Content starts
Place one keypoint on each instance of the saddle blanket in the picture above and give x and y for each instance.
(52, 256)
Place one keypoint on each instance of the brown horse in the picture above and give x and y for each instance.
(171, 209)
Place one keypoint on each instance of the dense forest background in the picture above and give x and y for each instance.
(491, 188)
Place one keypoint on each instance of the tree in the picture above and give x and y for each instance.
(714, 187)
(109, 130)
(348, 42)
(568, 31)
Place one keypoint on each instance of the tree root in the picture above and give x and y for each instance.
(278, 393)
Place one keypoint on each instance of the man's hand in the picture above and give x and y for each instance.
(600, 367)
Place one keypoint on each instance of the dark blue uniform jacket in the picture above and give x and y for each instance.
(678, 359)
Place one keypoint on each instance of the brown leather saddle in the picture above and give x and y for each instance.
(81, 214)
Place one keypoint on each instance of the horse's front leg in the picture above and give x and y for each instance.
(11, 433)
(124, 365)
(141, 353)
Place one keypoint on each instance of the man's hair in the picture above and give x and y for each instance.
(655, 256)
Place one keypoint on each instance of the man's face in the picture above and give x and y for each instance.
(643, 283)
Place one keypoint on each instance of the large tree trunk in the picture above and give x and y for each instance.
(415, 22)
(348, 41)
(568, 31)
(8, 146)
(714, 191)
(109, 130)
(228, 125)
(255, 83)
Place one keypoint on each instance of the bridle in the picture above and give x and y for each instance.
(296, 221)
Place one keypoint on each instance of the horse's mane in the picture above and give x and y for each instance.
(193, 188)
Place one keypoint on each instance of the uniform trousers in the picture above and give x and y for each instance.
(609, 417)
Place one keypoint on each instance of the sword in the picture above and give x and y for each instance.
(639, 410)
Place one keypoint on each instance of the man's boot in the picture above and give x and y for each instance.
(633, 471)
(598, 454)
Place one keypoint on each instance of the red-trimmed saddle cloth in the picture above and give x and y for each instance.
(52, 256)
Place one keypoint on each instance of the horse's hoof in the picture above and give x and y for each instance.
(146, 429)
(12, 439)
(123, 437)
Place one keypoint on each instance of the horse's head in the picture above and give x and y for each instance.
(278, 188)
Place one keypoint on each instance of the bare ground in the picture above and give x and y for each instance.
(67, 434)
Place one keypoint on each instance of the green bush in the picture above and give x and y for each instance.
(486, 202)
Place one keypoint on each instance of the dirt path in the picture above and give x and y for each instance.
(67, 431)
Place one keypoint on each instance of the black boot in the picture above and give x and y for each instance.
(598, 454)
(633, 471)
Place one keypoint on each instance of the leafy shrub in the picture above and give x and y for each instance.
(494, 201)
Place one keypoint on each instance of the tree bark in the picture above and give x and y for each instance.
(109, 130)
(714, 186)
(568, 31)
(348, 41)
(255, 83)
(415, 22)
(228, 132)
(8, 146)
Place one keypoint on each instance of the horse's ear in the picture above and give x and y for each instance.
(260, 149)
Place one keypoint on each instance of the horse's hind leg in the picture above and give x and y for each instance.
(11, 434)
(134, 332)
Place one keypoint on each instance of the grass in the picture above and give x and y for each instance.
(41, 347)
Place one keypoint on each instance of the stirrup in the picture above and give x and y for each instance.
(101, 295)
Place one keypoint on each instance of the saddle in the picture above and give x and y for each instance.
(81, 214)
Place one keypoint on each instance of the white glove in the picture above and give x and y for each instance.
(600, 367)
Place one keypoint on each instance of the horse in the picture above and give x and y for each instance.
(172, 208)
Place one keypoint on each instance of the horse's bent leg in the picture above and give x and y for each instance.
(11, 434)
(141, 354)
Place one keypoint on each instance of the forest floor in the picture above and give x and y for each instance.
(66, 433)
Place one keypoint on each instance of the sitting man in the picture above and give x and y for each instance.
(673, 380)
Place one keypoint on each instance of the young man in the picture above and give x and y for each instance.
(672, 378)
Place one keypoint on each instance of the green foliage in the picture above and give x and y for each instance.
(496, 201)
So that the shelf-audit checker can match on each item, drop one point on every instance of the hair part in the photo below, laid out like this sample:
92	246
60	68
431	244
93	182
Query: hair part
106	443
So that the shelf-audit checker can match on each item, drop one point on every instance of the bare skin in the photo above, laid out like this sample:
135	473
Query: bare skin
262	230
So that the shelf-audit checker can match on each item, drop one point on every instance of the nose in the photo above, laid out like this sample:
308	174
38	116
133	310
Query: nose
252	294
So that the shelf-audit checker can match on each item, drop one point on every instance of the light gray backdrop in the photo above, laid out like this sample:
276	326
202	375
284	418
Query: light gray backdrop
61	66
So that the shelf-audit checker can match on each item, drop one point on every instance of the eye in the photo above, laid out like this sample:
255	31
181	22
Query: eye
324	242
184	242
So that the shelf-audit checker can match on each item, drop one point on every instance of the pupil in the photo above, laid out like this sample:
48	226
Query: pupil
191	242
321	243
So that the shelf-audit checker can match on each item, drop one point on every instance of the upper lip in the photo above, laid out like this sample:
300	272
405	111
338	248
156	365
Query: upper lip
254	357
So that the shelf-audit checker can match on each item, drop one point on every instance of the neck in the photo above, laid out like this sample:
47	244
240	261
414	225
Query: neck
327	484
Content ends
§ **EXERCISE PROMPT**
What is needed is the count of lines in the records that include the word "this", with no other text.

§ **ANSWER**
8